(Dataset entries)
################

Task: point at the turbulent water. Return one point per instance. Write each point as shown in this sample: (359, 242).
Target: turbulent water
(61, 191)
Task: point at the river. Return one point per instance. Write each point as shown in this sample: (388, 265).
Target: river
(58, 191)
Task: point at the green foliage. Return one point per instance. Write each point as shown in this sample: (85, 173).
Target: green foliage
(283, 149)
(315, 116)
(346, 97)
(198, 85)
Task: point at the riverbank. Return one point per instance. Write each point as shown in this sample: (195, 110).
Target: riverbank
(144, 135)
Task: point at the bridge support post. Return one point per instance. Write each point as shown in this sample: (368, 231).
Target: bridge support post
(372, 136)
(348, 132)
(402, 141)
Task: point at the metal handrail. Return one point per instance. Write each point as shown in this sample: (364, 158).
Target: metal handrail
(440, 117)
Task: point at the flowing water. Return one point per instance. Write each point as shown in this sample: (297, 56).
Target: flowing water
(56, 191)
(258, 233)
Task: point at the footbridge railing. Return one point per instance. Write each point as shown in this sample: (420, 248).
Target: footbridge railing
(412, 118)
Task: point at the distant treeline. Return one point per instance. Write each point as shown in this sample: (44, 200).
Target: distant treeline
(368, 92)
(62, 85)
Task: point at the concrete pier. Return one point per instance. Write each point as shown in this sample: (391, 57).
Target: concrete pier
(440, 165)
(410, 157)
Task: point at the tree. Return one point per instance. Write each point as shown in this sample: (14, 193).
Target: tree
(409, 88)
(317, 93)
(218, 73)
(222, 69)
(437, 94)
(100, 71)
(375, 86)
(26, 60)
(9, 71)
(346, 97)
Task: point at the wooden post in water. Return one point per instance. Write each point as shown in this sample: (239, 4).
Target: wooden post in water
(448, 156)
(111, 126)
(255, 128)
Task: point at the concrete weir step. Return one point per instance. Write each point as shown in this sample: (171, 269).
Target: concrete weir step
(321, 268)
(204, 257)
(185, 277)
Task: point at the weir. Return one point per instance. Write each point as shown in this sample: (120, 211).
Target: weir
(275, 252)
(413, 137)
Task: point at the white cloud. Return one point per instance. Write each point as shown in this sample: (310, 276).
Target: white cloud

################

◆ **TO DO**
Output the lines from the one with "Target: wooden post in water" to the final line of the entries above, exactly as they stand, please, and nothing else.

◆ **TASK RESPONSE**
Target: wooden post in water
(448, 156)
(111, 126)
(255, 128)
Task: point at the concrete weir step. Return one point per instance. Write each point as shown in this sample: (171, 269).
Target: concrete weir step
(321, 268)
(204, 257)
(185, 277)
Task: point at the weir. Return one point per instance. Write each point as shown in this sample: (120, 211).
Target: weir
(275, 252)
(413, 137)
Task: point at the white cloud. Return one point per instance. Write each point as shown in this sample: (310, 276).
Target: white cloud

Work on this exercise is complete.